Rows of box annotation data
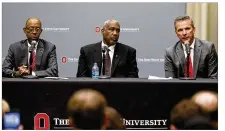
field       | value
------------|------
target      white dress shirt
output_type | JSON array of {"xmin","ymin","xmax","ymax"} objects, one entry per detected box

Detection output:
[
  {"xmin": 102, "ymin": 41, "xmax": 116, "ymax": 65},
  {"xmin": 182, "ymin": 39, "xmax": 195, "ymax": 69}
]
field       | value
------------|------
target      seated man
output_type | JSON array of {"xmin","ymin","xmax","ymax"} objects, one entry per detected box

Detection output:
[
  {"xmin": 105, "ymin": 106, "xmax": 126, "ymax": 130},
  {"xmin": 164, "ymin": 16, "xmax": 218, "ymax": 78},
  {"xmin": 2, "ymin": 17, "xmax": 58, "ymax": 77},
  {"xmin": 191, "ymin": 90, "xmax": 218, "ymax": 129},
  {"xmin": 170, "ymin": 99, "xmax": 213, "ymax": 130},
  {"xmin": 67, "ymin": 89, "xmax": 108, "ymax": 130},
  {"xmin": 77, "ymin": 20, "xmax": 138, "ymax": 78}
]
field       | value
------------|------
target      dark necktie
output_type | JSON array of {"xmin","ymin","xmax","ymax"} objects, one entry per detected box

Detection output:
[
  {"xmin": 105, "ymin": 49, "xmax": 111, "ymax": 76},
  {"xmin": 184, "ymin": 50, "xmax": 194, "ymax": 77}
]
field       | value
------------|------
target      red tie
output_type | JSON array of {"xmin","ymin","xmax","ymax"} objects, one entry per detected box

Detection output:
[
  {"xmin": 31, "ymin": 50, "xmax": 36, "ymax": 71},
  {"xmin": 184, "ymin": 55, "xmax": 194, "ymax": 77}
]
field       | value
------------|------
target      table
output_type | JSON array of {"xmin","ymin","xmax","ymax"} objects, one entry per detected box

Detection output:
[{"xmin": 2, "ymin": 78, "xmax": 218, "ymax": 129}]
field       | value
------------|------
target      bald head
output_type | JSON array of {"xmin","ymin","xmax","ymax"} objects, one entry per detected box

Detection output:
[
  {"xmin": 192, "ymin": 91, "xmax": 218, "ymax": 112},
  {"xmin": 101, "ymin": 20, "xmax": 120, "ymax": 47},
  {"xmin": 25, "ymin": 17, "xmax": 41, "ymax": 27},
  {"xmin": 67, "ymin": 89, "xmax": 107, "ymax": 129},
  {"xmin": 103, "ymin": 19, "xmax": 120, "ymax": 28}
]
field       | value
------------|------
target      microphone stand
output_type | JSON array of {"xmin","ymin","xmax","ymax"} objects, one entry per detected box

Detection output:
[
  {"xmin": 99, "ymin": 48, "xmax": 111, "ymax": 79},
  {"xmin": 23, "ymin": 44, "xmax": 38, "ymax": 79},
  {"xmin": 179, "ymin": 45, "xmax": 196, "ymax": 80}
]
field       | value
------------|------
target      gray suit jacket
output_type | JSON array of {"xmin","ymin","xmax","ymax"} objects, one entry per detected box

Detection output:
[
  {"xmin": 2, "ymin": 39, "xmax": 58, "ymax": 77},
  {"xmin": 164, "ymin": 38, "xmax": 218, "ymax": 78}
]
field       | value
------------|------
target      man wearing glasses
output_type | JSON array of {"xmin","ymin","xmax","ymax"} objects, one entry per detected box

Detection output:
[{"xmin": 2, "ymin": 17, "xmax": 58, "ymax": 77}]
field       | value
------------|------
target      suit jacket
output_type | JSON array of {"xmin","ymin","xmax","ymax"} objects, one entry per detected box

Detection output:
[
  {"xmin": 2, "ymin": 39, "xmax": 58, "ymax": 77},
  {"xmin": 77, "ymin": 42, "xmax": 138, "ymax": 78},
  {"xmin": 164, "ymin": 38, "xmax": 218, "ymax": 78}
]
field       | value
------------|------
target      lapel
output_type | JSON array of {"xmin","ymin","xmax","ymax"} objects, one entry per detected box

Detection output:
[
  {"xmin": 20, "ymin": 40, "xmax": 28, "ymax": 66},
  {"xmin": 194, "ymin": 38, "xmax": 202, "ymax": 77},
  {"xmin": 176, "ymin": 41, "xmax": 185, "ymax": 72},
  {"xmin": 36, "ymin": 40, "xmax": 44, "ymax": 66},
  {"xmin": 91, "ymin": 42, "xmax": 102, "ymax": 71},
  {"xmin": 111, "ymin": 43, "xmax": 121, "ymax": 76}
]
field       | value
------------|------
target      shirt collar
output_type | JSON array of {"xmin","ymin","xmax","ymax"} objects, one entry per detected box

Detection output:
[
  {"xmin": 102, "ymin": 41, "xmax": 116, "ymax": 52},
  {"xmin": 27, "ymin": 40, "xmax": 38, "ymax": 49},
  {"xmin": 182, "ymin": 39, "xmax": 195, "ymax": 50}
]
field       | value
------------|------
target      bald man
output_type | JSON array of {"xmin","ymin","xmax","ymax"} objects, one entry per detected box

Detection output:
[
  {"xmin": 2, "ymin": 17, "xmax": 58, "ymax": 77},
  {"xmin": 192, "ymin": 90, "xmax": 218, "ymax": 129},
  {"xmin": 67, "ymin": 89, "xmax": 108, "ymax": 130},
  {"xmin": 77, "ymin": 20, "xmax": 138, "ymax": 78}
]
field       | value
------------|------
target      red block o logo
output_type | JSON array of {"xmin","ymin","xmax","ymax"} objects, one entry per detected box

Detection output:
[
  {"xmin": 62, "ymin": 56, "xmax": 67, "ymax": 64},
  {"xmin": 34, "ymin": 113, "xmax": 50, "ymax": 130}
]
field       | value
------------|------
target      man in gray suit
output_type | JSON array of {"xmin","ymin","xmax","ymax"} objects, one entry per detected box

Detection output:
[
  {"xmin": 164, "ymin": 16, "xmax": 218, "ymax": 78},
  {"xmin": 2, "ymin": 17, "xmax": 58, "ymax": 77}
]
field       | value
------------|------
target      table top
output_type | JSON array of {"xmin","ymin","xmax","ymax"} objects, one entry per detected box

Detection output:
[{"xmin": 2, "ymin": 77, "xmax": 218, "ymax": 84}]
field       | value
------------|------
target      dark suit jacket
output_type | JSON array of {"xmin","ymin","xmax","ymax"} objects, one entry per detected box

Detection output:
[
  {"xmin": 77, "ymin": 42, "xmax": 138, "ymax": 78},
  {"xmin": 2, "ymin": 39, "xmax": 58, "ymax": 77},
  {"xmin": 164, "ymin": 38, "xmax": 218, "ymax": 78}
]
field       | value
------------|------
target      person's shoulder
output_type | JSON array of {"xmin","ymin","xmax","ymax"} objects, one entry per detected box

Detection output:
[
  {"xmin": 81, "ymin": 42, "xmax": 101, "ymax": 49},
  {"xmin": 39, "ymin": 39, "xmax": 55, "ymax": 47},
  {"xmin": 117, "ymin": 42, "xmax": 136, "ymax": 51},
  {"xmin": 165, "ymin": 41, "xmax": 179, "ymax": 52}
]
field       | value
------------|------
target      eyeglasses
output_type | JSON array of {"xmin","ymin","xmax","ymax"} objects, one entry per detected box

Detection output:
[{"xmin": 26, "ymin": 27, "xmax": 41, "ymax": 32}]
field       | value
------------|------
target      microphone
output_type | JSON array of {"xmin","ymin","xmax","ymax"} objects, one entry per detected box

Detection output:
[
  {"xmin": 29, "ymin": 40, "xmax": 37, "ymax": 53},
  {"xmin": 184, "ymin": 41, "xmax": 191, "ymax": 55}
]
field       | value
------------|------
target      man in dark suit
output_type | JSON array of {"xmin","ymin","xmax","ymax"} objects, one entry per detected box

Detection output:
[
  {"xmin": 2, "ymin": 17, "xmax": 58, "ymax": 77},
  {"xmin": 164, "ymin": 16, "xmax": 218, "ymax": 78},
  {"xmin": 77, "ymin": 20, "xmax": 138, "ymax": 78}
]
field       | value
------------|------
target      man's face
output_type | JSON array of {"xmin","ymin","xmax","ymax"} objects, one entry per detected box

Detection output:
[
  {"xmin": 23, "ymin": 19, "xmax": 42, "ymax": 40},
  {"xmin": 176, "ymin": 20, "xmax": 195, "ymax": 43},
  {"xmin": 101, "ymin": 21, "xmax": 120, "ymax": 46}
]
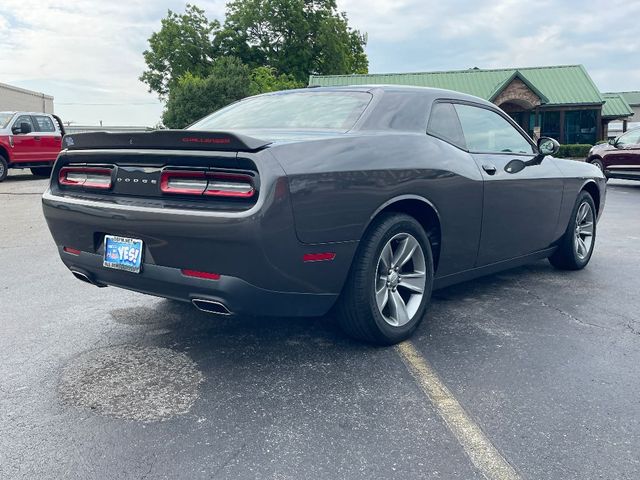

Set exercise >>
How many lines of the items above contain the word "jacket"? Give only the number.

Solution for this exercise >>
3